Extracted records:
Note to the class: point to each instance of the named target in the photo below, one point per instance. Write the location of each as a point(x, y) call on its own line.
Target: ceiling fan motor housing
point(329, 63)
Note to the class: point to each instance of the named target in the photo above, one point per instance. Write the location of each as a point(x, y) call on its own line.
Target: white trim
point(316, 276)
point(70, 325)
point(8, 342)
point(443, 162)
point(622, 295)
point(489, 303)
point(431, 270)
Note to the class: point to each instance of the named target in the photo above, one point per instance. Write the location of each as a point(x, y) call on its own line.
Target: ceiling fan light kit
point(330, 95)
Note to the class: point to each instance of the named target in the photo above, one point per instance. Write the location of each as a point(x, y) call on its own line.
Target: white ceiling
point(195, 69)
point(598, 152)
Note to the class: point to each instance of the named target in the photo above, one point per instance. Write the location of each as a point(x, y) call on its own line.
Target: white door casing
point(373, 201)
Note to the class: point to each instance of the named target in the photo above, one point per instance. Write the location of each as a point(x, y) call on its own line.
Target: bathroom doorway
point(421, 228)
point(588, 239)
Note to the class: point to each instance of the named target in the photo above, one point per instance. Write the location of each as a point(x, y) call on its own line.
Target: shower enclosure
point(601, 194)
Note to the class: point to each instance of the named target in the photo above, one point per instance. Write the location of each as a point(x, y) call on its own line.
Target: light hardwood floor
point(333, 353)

==

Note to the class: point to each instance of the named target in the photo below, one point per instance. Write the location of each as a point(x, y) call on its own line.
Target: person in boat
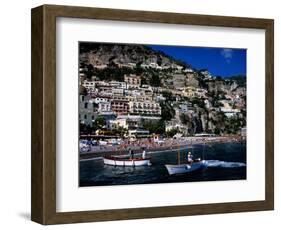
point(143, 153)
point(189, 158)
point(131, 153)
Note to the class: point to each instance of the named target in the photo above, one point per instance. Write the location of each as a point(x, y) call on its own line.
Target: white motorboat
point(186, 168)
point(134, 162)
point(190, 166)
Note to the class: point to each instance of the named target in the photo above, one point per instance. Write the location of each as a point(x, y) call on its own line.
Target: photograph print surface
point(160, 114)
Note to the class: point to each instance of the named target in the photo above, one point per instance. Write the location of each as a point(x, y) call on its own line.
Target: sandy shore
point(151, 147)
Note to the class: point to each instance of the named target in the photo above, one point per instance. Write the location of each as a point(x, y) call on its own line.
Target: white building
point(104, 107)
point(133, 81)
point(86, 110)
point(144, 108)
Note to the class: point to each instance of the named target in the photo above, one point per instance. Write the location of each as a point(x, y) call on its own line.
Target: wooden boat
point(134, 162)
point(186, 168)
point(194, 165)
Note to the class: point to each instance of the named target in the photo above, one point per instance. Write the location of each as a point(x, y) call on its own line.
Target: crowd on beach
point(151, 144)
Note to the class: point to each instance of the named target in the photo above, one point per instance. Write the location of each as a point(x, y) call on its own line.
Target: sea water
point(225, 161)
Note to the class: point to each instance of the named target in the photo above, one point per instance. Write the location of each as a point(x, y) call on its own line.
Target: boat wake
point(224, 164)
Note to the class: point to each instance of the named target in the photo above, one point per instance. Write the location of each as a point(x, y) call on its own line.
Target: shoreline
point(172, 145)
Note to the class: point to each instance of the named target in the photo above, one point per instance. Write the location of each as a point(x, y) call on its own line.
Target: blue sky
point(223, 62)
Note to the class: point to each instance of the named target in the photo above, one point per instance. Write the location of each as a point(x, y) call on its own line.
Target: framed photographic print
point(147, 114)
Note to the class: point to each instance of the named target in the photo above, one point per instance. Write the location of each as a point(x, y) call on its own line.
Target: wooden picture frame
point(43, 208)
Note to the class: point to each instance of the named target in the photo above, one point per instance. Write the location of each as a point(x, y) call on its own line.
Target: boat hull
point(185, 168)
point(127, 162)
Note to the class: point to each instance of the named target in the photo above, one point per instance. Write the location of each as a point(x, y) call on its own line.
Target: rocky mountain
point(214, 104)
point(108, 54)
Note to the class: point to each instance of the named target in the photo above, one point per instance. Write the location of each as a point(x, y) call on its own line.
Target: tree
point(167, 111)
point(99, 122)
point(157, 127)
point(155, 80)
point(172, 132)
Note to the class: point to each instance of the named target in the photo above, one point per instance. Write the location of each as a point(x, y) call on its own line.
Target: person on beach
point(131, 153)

Short task: How many lines in the items above contain the string "ceiling"? Treat case as significant, and reply with the number alone.

Response for this exercise: 3